» Problem statement: Continue the chat archive below, which discusses Ribbon slowing down when a Spring Cloud service is redeployed, from the point where it stops.

» Text excerpt:
▬▬▬▬▬▬

These are chat archives for spring-cloud/spring-cloud

2nd
Jun 2016
Niklas Herder
@herder
Jun 02 2016 07:39
Hi, I'm having great problems getting Ribbon to handle a redeploy of a dependency service without freaking out and slowing down to a crawl. I'm running an Apache bench against a sidecar app, like this: ab -n 500000 -c4 localhost:5678/entity-api/12455, which works very nice when the entity-api service is up and running. But when I do a redeploy of the service, the new instances are up and healthy, and we take down the old instances, I get timeouts in the logs and the speed goes down from about 1000/s to 5-10/s.
I'm using a PingUrl and have tried overriding the default IRule, but it doesn't seem to do any difference whatever IRule implementation I choose.
Does anyone have any ideas on what I could do wrong? @spencergibb , maybe?
This is my ribbon and zuul properties (current - I have tweaked these values a lot):
ribbon:
  ReadTimeout: 1000
  ConnectTimeout: 200
  MaxAutoRetries: 2
  OkToRetryOnAllOperations: true
  MaxAutoRetriesNextServer: 2
  ServerListRefreshInterval: 1000

zuul:
  host:
    connect-timeout-millis: 200
    socket-timeout-millis: 200
...and the entity-api service responds to the PingUrl call ok.
Dave Syer
@dsyer
Jun 02 2016 08:26
That's a really useful test.
Soaking the server with requests to a single endpoint might not be totally realistic. But it should tell us something, I guess.
Niklas Herder
@herder
Jun 02 2016 08:55
Yes, I think it's a good test just for these things, to see if it is resilient to these kinds of things (which is kind of the point of this whole Netflix thingie :) ). As far as I can see, it's really hard to actually make it behave as it should under load, which I find weird? Or maybe Neflix have such a large amount of instances that they don't notice this?
Dave Syer
@dsyer
Jun 02 2016 10:03
I'm going to look into it.
One problem will definitely be that hitting a single endpoint really hard is not a very good simulation of real load
Ribbon uses thread pools, for instance, and the size of the pool is configurable, but it's probably per client, not global.
Dave Syer
@dsyer
Jun 02 2016 10:11
The behaviour in these kinds of situations is probably highly dependent on the precise nature of the outage as well. But a smooth transition to a new version of a backend service should be easy to get right.
szisti
@szisti
Jun 02 2016 10:35
the one thing i've seen is that just because the new instance has started, it's not added to the pool
it can take 20-30 seconds for that to happen
Dave Syer
@dsyer
Jun 02 2016 10:35
It can take longer than that
szisti
@szisti
Jun 02 2016 10:35
very nicely visible on the spring-boot-admin, when the new service pops up and becomes "UP"

▬▬▬▬▬▬

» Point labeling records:
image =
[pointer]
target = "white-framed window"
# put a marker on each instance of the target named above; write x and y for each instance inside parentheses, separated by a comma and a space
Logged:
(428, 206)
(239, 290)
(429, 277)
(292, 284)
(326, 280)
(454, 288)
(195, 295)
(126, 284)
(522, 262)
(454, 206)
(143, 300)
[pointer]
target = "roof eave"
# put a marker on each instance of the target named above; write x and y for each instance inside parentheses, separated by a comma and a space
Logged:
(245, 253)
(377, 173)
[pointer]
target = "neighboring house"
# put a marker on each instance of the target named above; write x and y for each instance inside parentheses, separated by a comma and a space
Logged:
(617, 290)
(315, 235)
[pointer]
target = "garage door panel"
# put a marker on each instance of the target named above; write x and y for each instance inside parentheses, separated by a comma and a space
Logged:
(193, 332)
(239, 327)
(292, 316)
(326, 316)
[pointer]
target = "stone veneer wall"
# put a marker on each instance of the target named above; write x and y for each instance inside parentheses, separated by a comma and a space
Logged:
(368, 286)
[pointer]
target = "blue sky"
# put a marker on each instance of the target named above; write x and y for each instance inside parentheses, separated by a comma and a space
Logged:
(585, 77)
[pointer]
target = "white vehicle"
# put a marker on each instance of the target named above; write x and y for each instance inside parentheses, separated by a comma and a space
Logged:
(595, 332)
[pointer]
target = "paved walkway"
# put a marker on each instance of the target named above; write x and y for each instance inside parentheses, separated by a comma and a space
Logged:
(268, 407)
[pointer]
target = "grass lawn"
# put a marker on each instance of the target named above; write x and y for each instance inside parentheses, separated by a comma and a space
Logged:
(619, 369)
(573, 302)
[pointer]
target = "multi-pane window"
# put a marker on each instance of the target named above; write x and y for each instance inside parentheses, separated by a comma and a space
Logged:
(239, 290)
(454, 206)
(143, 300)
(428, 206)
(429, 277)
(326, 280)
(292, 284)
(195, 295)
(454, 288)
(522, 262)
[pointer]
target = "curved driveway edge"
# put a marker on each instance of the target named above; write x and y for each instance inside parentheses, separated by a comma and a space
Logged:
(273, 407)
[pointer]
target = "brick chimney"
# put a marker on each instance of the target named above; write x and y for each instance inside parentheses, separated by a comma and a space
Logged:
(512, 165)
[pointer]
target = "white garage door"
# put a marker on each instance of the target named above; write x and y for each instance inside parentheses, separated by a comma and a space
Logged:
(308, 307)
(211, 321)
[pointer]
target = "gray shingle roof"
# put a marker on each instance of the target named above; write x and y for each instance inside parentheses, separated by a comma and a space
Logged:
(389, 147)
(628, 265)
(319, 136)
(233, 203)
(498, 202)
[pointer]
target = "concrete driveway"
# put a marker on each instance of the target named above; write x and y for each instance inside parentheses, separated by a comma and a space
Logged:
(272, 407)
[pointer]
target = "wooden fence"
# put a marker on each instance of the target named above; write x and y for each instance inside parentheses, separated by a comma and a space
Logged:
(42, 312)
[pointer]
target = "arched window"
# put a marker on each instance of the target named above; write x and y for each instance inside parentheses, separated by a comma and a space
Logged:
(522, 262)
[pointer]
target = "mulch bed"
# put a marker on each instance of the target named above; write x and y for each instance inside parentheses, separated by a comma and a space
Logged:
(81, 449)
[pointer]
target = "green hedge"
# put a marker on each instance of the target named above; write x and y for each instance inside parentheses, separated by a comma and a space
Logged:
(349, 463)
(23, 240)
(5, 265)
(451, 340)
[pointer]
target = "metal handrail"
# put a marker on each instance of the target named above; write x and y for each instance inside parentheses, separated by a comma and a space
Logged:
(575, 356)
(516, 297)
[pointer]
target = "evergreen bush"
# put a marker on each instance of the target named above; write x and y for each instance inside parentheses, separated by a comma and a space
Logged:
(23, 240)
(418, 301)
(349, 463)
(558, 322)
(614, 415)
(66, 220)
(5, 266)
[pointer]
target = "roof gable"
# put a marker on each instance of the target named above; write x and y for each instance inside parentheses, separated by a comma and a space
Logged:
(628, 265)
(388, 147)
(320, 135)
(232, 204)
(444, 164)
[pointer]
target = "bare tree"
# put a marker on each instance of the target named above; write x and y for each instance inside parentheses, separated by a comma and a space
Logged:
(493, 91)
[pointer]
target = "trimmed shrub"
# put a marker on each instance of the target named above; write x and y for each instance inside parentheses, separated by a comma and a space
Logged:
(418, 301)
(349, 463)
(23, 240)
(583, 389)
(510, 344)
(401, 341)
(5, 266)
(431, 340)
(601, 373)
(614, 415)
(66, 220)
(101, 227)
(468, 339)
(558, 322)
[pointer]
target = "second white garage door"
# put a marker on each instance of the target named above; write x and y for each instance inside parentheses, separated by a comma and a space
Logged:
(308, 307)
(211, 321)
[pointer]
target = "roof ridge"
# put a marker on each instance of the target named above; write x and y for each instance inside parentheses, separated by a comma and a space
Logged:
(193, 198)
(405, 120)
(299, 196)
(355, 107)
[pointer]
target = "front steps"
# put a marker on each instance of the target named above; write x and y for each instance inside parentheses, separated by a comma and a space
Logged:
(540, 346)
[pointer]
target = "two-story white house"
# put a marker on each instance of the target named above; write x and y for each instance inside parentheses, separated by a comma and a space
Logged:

▬▬▬▬▬▬

» Response to this task:
Dave Syer
@dsyer
Jun 02 2016 10:36
But @herder was saying he had both instances and it only broke when he closed one down
szisti
@szisti
Jun 02 2016 10:36
so shutting down the "old" when the "new" is up, might be the problem
szisti
@szisti
Jun 02 2016 10:44
is there an extension, or planned extension to the config server client library, which would allow me to retrieve "plain text" files from the config server using the same rest template and authentication details ?
Dave Syer
@dsyer
Jun 02 2016 10:46
Same as what?
There's nothing preventing you from accessing the endpoints anyway you want
szisti
@szisti
Jun 02 2016 11:01
yes, but the config client already has all the authentication settings and everything available and setup
ConfigServicePropertySourceLocator only the locate and the setresttemplate are public at the moment
the locate uses the secureresttemplate, which i cannot use from outside to retrieve a different file
like /name/profile/"master"/"filename"
Dave Syer
@dsyer
Jun 02 2016 11:05
You'll have to configure your own client then
Niklas Herder
@herder
Jun 02 2016 11:34
re my question above, I seem to have a working setup now. I got 0 to 1 errors out of 500000 on each run, and traffic didn't drop catastrophically.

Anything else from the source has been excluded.